▼

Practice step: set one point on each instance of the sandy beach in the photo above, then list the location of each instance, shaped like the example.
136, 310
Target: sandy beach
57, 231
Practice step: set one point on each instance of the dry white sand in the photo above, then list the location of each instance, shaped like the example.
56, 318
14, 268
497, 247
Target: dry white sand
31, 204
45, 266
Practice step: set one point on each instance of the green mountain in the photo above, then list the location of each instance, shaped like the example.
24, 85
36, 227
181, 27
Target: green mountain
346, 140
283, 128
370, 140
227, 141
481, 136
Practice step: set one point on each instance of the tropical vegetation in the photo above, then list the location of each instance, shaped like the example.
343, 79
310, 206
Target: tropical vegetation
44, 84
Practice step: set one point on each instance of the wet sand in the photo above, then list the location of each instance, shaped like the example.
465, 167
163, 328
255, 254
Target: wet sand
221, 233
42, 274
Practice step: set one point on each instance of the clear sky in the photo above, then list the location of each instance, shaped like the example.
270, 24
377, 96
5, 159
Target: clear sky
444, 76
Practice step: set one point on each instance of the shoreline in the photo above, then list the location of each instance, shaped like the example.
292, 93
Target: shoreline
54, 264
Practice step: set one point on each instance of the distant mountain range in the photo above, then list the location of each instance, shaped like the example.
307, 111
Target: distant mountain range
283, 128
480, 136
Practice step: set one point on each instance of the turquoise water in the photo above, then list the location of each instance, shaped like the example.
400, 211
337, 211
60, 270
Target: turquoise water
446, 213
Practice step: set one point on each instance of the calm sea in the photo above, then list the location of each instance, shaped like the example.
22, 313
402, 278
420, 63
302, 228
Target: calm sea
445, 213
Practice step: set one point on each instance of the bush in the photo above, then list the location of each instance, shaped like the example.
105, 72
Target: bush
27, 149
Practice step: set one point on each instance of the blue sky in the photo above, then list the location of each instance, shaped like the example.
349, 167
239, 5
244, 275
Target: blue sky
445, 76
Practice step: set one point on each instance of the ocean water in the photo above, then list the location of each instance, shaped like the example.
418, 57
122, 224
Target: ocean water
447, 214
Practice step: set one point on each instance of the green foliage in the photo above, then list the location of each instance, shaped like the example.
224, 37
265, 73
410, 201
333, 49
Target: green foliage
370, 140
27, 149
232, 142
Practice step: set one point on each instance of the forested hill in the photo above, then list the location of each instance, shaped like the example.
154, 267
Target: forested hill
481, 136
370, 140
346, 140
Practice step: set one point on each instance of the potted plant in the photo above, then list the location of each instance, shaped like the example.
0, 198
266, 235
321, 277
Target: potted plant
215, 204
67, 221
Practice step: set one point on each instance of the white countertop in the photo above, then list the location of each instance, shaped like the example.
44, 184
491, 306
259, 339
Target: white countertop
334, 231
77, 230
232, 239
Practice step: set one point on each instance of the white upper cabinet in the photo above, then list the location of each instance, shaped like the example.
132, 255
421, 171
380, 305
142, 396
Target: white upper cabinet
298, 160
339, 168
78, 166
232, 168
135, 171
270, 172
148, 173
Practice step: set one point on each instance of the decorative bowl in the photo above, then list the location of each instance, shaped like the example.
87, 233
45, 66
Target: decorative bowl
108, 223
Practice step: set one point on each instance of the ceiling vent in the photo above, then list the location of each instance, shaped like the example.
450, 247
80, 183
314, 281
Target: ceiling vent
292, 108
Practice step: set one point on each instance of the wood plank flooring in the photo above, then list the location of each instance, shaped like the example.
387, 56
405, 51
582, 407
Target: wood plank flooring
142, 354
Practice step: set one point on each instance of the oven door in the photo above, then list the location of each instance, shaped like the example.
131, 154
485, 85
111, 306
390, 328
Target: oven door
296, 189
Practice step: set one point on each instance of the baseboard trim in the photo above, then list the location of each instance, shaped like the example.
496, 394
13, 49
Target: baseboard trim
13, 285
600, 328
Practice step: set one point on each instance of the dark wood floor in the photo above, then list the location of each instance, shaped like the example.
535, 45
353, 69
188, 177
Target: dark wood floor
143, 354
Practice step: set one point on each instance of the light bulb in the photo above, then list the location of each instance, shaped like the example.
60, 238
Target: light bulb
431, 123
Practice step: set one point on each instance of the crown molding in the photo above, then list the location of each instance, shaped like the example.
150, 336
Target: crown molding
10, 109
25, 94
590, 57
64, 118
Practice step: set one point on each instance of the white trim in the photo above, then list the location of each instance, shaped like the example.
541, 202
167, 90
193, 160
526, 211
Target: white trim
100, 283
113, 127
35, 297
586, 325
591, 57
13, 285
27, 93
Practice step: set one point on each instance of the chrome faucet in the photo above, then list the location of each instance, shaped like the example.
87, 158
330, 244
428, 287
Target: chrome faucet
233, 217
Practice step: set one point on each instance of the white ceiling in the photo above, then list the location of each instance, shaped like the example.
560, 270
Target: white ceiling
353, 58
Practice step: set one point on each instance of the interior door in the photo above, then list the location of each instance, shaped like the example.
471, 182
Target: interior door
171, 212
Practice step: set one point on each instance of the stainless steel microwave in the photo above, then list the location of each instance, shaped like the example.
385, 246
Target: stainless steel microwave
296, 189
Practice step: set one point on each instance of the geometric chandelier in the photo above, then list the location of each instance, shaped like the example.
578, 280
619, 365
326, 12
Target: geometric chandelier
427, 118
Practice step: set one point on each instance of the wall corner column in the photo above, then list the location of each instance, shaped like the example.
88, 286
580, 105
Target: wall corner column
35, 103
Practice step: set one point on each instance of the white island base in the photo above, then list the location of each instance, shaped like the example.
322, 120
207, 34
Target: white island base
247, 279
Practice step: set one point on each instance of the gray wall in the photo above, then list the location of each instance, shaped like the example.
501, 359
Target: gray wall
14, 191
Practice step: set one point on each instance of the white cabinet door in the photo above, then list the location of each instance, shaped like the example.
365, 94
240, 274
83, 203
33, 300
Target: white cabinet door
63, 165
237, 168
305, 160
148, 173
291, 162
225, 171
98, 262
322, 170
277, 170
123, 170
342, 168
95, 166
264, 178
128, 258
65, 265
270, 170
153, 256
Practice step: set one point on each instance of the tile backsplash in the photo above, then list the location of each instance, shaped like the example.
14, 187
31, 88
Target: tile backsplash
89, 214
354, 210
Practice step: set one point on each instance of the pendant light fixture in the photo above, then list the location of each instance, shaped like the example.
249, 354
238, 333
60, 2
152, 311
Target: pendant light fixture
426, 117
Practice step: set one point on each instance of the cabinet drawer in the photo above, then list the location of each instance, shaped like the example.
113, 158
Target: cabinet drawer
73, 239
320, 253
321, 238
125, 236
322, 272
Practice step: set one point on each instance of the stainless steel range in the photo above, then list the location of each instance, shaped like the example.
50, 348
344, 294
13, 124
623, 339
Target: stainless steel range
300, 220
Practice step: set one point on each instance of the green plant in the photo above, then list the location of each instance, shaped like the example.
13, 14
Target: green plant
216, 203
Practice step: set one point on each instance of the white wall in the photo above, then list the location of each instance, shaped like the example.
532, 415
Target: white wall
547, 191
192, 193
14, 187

▲

> _Instructions to follow_: Retype every one of the records above, line for line, with no changes.

> _Output of the exercise_:
Practice step: set one point on each instance of the sandy beach in the photo above, then list the location of each instance, shaped like the example.
136, 310
Target: sandy beach
57, 231
Practice step: set one point on each instance of the dry white sand in the photo above, then list the location of each instance, shaped like the example.
56, 318
14, 268
497, 247
Target: dry white sand
31, 204
45, 266
Practice step: set one point on each instance of the green mountain in the photo above, then list the location of each instance, shaped like the example.
24, 85
36, 227
181, 27
Target: green mountain
346, 140
283, 128
370, 140
227, 141
481, 136
Practice step: set one point on each instance of the tropical vegetation in the photo above, then list the location of each instance, shaped like the example.
343, 79
310, 206
Target: tropical vegetation
44, 84
Practice step: set one point on each instance of the wet sand in the photo above, then list the location of each instance, shaped like the example.
465, 167
163, 328
255, 254
Target: wet sand
221, 233
42, 274
Practice step: set one point on each instance of the clear sky in the photo above, then list the location of each instance, shaped like the example.
270, 24
377, 96
5, 159
Target: clear sky
444, 76
Practice step: set one point on each instance of the shoreline in the photo above, then list the location of each instance, shaped like the example.
292, 93
Target: shoreline
54, 264
Practice step: set one point on each instance of the distant mountain range in the photo above, then list the location of each instance, shaped like the example.
307, 111
Target: distant mountain range
283, 128
480, 136
Practice step: set one point on each instance of the turquoise water in the photo above, then list the location of each instance, shaped like the example.
400, 211
337, 211
60, 270
Target: turquoise water
446, 213
Practice step: set one point on each instance of the calm sea in the photo above, then list the location of each instance, shaped like the example.
22, 313
402, 278
420, 63
302, 228
Target: calm sea
445, 213
Practice step: set one point on each instance of the bush in the photo above, then list the location of each instance, shaped like the example.
105, 72
Target: bush
27, 149
Practice step: set one point on each instance of the blue sky in the photo above, then list the location of each instance, shaped like the example.
349, 167
239, 5
244, 275
Target: blue sky
445, 76
Practice step: set one point on each instance of the ocean water in the photo above, then list the location of each instance, shaped like the example.
418, 57
122, 224
Target: ocean water
447, 214
Practice step: set one point on each instance of the green foliage in the photo above, then list the location of each instance, shaped like the example.
224, 37
265, 73
410, 201
333, 49
Target: green foliage
370, 140
27, 149
232, 142
Practice step: set one point on each instance of the forested hill in the photo above, then list the location of each instance, shaped like the example.
154, 267
Target: forested hill
481, 136
370, 140
346, 140
Practice step: set one point on each instance of the potted plant in the photo above, then list the location of each instance, shaped like the example.
0, 198
266, 235
321, 277
Target: potted plant
215, 204
67, 221
Practice step: set one point on each instance of the white countertop in the photo above, then list the location of each instance, shaped like the example.
44, 184
491, 306
259, 339
Target: white countertop
334, 231
77, 230
232, 239
Practice step: set one point on each instance of the white upper cabinet in the photo above, then list the location of each instance, shaped like the example.
132, 255
421, 171
380, 305
142, 396
Target: white upper cabinet
298, 160
339, 168
78, 166
232, 168
135, 171
270, 172
148, 173
Practice step: set one point on each instance of the decorative bowl in the photo above, then list the location of each instance, shaped like the example.
87, 233
45, 66
Target: decorative bowl
108, 223
Practice step: set one point on each instance of the ceiling vent in the photo above, then list the location of each instance, shaped like the example.
450, 247
80, 183
314, 281
Target: ceiling vent
292, 108
Practice step: set one point on each instance of the wood plank flooring in the photo above, then list the location of each instance, shaped like the example.
387, 56
405, 51
582, 407
Target: wood plank flooring
142, 354
Practice step: set one point on each instance of the oven door in the photo above, then list the location of each instance, shaped like the example.
131, 154
485, 85
111, 306
390, 328
Target: oven door
296, 189
Practice step: set one point on each instance of the baseboard trim in the photo above, then list the location of each instance, shaped like the example.
496, 394
13, 49
Target: baseboard trim
13, 285
600, 328
Practice step: set one point on each instance of the dark wood floor in the photo above, then list the location of each instance, shaped like the example.
535, 45
353, 69
188, 177
Target: dark wood floor
143, 354
Practice step: set one point on each instance of the light bulb in the photo above, then list the location of each instance, shaped like the example.
60, 238
Target: light bulb
431, 123
Practice step: set one point on each instance of the crown molding in the photo above, then list the location of each instance, shaped like the example.
150, 336
Target: crown molding
10, 109
25, 94
590, 57
64, 118
Practice step: set one point on each instance of the white trim in the photo above, then list the location of each instance, shaped like the example.
541, 202
167, 90
193, 160
526, 211
Target: white trim
100, 283
113, 127
35, 297
586, 325
591, 57
13, 285
27, 93
Practice step: set one point on each instance of the chrome faucet in the photo above, then list the location of each instance, shaped like the example.
87, 158
330, 244
428, 287
Target: chrome faucet
233, 217
Practice step: set one point on each instance of the white ceiling in the photo above, then list the location of each instance, shaped like the example.
560, 270
Target: white ceiling
353, 58
Practice step: set one point on each instance of the interior door in the photo above, then list the location of each instance, shaped like the example.
471, 182
Target: interior door
171, 212
Practice step: set one point on each instance of the stainless steel microwave in the photo above, then list the location of each instance, shaped like the example.
385, 246
Target: stainless steel microwave
296, 189
Practice step: set one point on each instance of the geometric chandelier in the photo above, then list the location of each instance, shaped like the example.
578, 280
619, 365
326, 12
Target: geometric chandelier
427, 118
Practice step: set one point on each instance of the wall corner column in the photo above, then list the location of each instance, shaped like the example.
88, 286
580, 105
Target: wall corner column
35, 103
Practice step: set one point on each instance of the white island base in the photo above, then list the location of each instance, shaped like the example.
322, 120
207, 34
Target: white island base
247, 279
Practice step: set one point on each instance of the gray wall in the photo above, then list the location of each instance, shaped like the example.
501, 359
Target: gray wall
14, 191
Practice step: set one point on each instance of the white cabinet door in the photo above, then list the location of each instance, shaped like the example.
365, 94
240, 274
83, 203
33, 300
Target: white cabinet door
63, 165
237, 168
305, 160
148, 173
291, 162
225, 171
98, 262
322, 170
277, 170
123, 170
342, 168
95, 166
264, 178
128, 258
65, 265
270, 170
153, 256
Practice step: set one point on each instance of the tile backsplash in the photo above, then list the location of each instance, shaped like the example.
14, 187
31, 88
Target: tile backsplash
89, 214
354, 210
Practice step: set one point on each instance of the pendant light fixture in the photo above, then list the location of each instance, shaped like the example.
249, 354
238, 333
60, 2
152, 311
Target: pendant light fixture
426, 117
Practice step: set one point on each instance of the cabinet drawer in the photo above, then list the location of each instance, shaped like the example.
113, 158
Target: cabinet drawer
73, 239
320, 253
321, 238
125, 236
322, 272
Practice step: set one point on each instance of the stainless steel range in the photo above, then list the location of each instance, shaped like the example.
50, 348
344, 294
13, 124
623, 339
Target: stainless steel range
300, 220
Practice step: set one point on each instance of the green plant in the photo above, then list the location of each instance, shaped like the example.
13, 14
Target: green plant
216, 203
Practice step: set one point on each instance of the white wall in the photo above, then list the location of each instance, shaped like the example.
532, 415
Target: white wall
547, 191
192, 193
14, 187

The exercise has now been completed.